Biology and Classics Graduate Finds Home in Oil Industry

Lauren Wilder, a UA graduate with a bachelor's degree in biology and classics
Lauren Wilder, a graduate of the departments of Biological Sciences and Modern Languages and Classics, stands beside an active volcano in Lima, Peru.

From the 2014 Celebrating Excellence | What do Colombia, Gabon and Brazil all have in common? For one thing, Lauren Wilder, a UA graduate with a bachelor’s degree in biology and classics, helped negotiate exploration rights for oil and gas in all three places.

Wilder’s first trip abroad as a land negotiator with Hess Corporation was to Lima, Peru. She traveled with two other Hess employees, “experienced professionals” she calls them, who had been to Peru dozens of times.

“I remember very distinctly being in the back of the car and looking around, and there wasn’t even anything to see,” she said. “I was trying to be cool, but at the same time, I couldn’t help being so excited to be somewhere new.”

At that time, Wilder had only left the United States once previously. Now, she’s done business in 11 different countries and finds joy in being challenged daily. And to think – she almost didn’t take the job because she didn’t want to work for an oil company.

Wilder found herself employed by Hess, where she’s been for the last seven years, because of an interview she reluctantly took to simply “gain experience with job interviews,” of which she had very little. She had graduated with her bachelor’s in 2001, double majoring in biology and classics, and she subsequently spent two years taking graduate-level secondary education classes at UA, when she decided to change direction and pursue an MBA, an attempt to broaden her horizons.

Saved data entries:

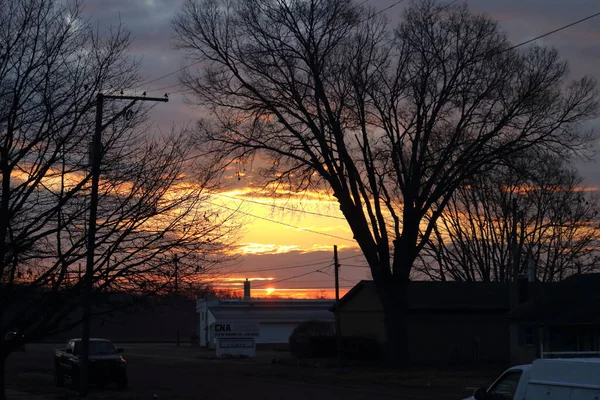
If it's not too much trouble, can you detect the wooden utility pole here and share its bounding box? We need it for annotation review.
[333,245,342,363]
[510,197,519,282]
[79,93,169,396]
[173,253,179,347]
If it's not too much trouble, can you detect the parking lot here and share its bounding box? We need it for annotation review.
[6,344,486,400]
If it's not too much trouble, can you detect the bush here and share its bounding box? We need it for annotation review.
[289,321,336,358]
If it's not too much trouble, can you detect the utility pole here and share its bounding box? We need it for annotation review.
[173,253,179,347]
[333,245,342,364]
[173,253,179,295]
[510,197,519,282]
[79,92,169,396]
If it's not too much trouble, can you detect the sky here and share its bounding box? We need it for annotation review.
[84,0,600,298]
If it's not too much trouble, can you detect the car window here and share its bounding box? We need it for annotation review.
[74,341,117,355]
[488,371,523,400]
[65,340,75,351]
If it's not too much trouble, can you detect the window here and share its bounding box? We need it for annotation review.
[488,371,523,400]
[65,340,75,353]
[73,340,117,355]
[525,327,534,346]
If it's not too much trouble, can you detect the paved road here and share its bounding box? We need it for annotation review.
[7,345,464,400]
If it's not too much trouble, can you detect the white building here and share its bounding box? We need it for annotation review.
[196,296,334,348]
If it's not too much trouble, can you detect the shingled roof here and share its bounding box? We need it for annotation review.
[340,281,510,311]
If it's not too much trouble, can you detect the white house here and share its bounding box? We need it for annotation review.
[196,290,334,348]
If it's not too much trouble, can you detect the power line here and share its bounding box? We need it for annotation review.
[360,0,408,22]
[231,259,331,274]
[215,194,346,221]
[141,0,600,94]
[319,271,354,283]
[342,264,371,268]
[502,12,600,53]
[254,267,329,288]
[223,253,363,273]
[207,202,354,243]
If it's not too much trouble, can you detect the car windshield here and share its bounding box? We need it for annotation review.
[75,341,117,355]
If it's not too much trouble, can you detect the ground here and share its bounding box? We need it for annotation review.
[6,344,501,400]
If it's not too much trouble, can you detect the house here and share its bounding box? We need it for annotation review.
[196,281,334,348]
[508,274,600,364]
[332,281,510,365]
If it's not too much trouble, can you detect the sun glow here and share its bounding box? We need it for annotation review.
[265,288,275,296]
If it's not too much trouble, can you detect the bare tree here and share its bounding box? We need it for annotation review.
[415,155,600,282]
[173,0,596,362]
[0,0,237,398]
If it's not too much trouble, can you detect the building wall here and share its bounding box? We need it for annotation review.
[509,323,542,365]
[340,307,509,365]
[407,311,509,364]
[47,299,197,343]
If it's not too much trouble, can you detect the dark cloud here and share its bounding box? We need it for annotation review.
[84,0,600,186]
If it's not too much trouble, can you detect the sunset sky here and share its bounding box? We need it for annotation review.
[85,0,600,297]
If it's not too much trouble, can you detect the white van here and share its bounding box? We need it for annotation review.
[465,358,600,400]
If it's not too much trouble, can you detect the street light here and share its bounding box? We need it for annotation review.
[79,93,169,396]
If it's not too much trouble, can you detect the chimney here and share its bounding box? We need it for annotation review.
[244,278,250,301]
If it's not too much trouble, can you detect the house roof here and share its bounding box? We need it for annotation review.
[332,281,510,311]
[509,273,600,325]
[208,307,334,323]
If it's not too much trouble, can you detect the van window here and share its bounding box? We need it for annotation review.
[488,370,523,400]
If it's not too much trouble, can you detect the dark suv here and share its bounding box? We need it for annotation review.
[54,339,127,389]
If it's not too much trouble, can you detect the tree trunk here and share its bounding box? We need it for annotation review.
[0,350,8,400]
[379,279,410,367]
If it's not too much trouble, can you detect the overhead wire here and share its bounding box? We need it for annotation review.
[207,201,354,243]
[215,193,346,221]
[254,264,333,288]
[142,0,600,94]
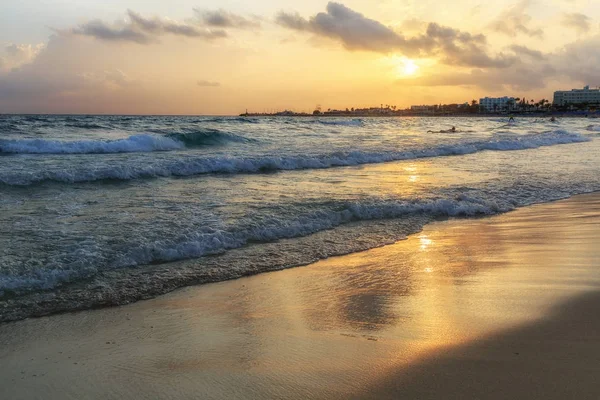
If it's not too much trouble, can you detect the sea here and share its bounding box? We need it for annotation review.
[0,115,600,321]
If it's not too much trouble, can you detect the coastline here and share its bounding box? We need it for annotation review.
[0,193,600,399]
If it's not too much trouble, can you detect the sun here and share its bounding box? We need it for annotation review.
[398,58,419,75]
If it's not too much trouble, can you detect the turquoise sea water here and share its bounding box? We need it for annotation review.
[0,115,600,321]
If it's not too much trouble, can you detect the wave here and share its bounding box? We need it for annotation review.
[585,125,600,132]
[65,122,109,130]
[0,196,511,297]
[0,129,251,154]
[0,134,185,154]
[196,117,260,124]
[167,128,255,147]
[0,177,598,322]
[315,119,363,126]
[0,131,591,186]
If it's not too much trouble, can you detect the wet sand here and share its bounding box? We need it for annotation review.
[0,194,600,399]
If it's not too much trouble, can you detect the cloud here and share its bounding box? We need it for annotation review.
[275,2,515,68]
[194,8,260,29]
[399,35,600,91]
[196,80,221,87]
[69,10,227,44]
[77,69,136,89]
[561,13,591,34]
[399,64,546,92]
[0,43,45,71]
[490,0,544,38]
[276,2,407,52]
[70,20,153,44]
[510,44,546,60]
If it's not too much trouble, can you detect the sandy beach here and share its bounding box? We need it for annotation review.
[0,194,600,399]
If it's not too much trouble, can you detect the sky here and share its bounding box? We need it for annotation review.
[0,0,600,115]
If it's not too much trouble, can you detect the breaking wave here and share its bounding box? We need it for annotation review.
[0,129,251,154]
[0,195,513,297]
[0,131,590,185]
[315,119,363,126]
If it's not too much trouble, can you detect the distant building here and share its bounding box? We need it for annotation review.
[479,96,515,112]
[410,106,431,112]
[553,86,600,106]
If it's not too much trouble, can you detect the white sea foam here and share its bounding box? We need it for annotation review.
[0,130,590,185]
[315,119,363,126]
[0,196,510,295]
[0,134,185,154]
[586,125,600,132]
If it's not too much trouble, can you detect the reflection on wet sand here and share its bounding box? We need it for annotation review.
[0,195,600,399]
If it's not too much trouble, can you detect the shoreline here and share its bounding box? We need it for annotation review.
[0,191,600,326]
[0,193,600,399]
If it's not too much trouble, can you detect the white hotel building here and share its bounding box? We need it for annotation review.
[553,86,600,106]
[479,96,515,112]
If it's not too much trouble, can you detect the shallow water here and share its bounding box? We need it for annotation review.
[0,116,600,320]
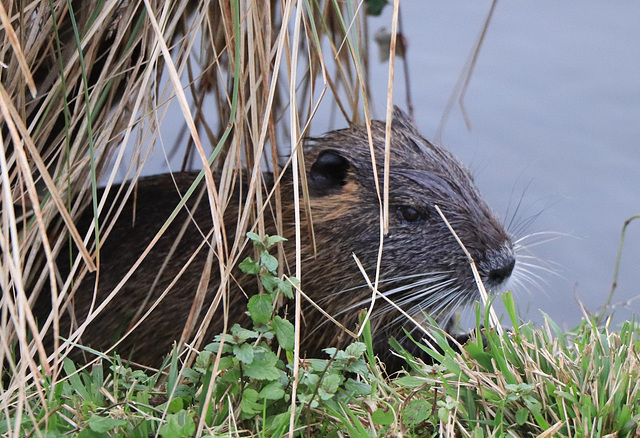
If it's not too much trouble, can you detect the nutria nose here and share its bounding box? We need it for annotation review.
[487,255,516,286]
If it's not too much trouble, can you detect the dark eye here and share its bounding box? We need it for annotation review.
[398,205,422,223]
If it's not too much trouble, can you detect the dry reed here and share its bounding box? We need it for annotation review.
[0,0,382,434]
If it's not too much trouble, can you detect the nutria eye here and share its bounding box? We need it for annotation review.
[398,205,422,223]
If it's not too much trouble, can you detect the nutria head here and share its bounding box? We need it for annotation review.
[36,110,515,365]
[303,109,515,352]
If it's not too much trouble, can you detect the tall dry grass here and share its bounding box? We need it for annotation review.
[0,0,393,432]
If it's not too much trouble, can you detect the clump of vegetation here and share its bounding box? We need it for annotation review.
[0,234,640,438]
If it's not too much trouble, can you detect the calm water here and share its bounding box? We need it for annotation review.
[362,1,640,326]
[125,0,640,327]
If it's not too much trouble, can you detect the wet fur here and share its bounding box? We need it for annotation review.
[37,110,515,365]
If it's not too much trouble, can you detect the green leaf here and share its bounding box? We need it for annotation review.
[344,342,367,357]
[244,349,280,380]
[516,408,529,426]
[393,376,426,389]
[247,231,264,247]
[247,294,273,324]
[271,315,295,351]
[240,388,262,415]
[364,0,387,16]
[89,414,127,433]
[318,374,344,400]
[260,272,280,294]
[238,257,261,275]
[265,234,287,249]
[402,400,432,427]
[259,382,284,400]
[344,379,371,396]
[159,411,196,438]
[371,409,395,426]
[233,344,253,364]
[278,279,293,299]
[167,397,184,414]
[231,324,258,344]
[260,250,278,272]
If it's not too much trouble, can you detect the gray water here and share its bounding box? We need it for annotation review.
[121,0,640,327]
[364,0,640,327]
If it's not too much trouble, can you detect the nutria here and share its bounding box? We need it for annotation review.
[40,110,515,365]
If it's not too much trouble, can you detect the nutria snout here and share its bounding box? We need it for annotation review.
[37,110,516,365]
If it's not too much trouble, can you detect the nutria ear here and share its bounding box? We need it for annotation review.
[307,149,351,196]
[391,105,418,131]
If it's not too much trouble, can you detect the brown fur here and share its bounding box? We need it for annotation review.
[39,110,515,365]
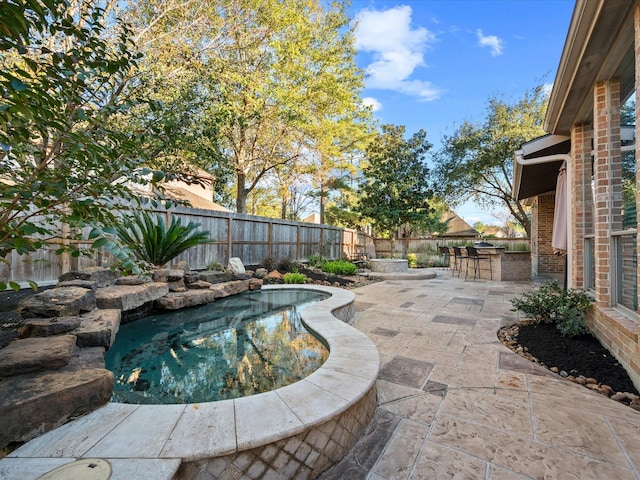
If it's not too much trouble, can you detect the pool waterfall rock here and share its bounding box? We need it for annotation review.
[0,267,261,450]
[0,285,380,480]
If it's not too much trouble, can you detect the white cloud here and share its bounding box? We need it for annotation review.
[362,97,382,112]
[355,5,442,101]
[476,29,504,57]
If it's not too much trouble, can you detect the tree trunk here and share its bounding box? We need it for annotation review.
[236,172,247,213]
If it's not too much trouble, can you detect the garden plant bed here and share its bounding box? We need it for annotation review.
[498,321,640,410]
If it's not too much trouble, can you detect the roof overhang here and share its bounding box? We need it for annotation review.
[544,0,637,135]
[512,134,571,200]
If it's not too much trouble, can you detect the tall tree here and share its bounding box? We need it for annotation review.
[358,125,440,244]
[435,85,548,235]
[200,0,366,212]
[0,0,160,270]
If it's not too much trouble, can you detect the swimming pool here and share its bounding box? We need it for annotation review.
[105,289,329,404]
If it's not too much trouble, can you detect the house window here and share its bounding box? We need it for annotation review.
[612,96,638,319]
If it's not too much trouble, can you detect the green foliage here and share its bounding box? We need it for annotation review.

# QUESTIONS TO ANSWER
• a. In the article about Lauren Wilder, how many countries has she done business in?
• b. List every country named in the article about Lauren Wilder.

# ANSWERS TO THE EXERCISES
• a. 11

• b. Colombia, Gabon, Brazil, Peru, United States